◆ EXERCISE DATA
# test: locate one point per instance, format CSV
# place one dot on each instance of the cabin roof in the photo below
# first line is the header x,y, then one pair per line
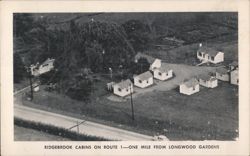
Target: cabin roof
x,y
164,69
190,83
145,76
124,84
141,55
48,61
222,70
207,77
208,50
234,63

◆ PROBLEM TO SOLVE
Only the number should be given: the count of lines in the entries that contain the string "instance".

◆ RESPONSE AREA
2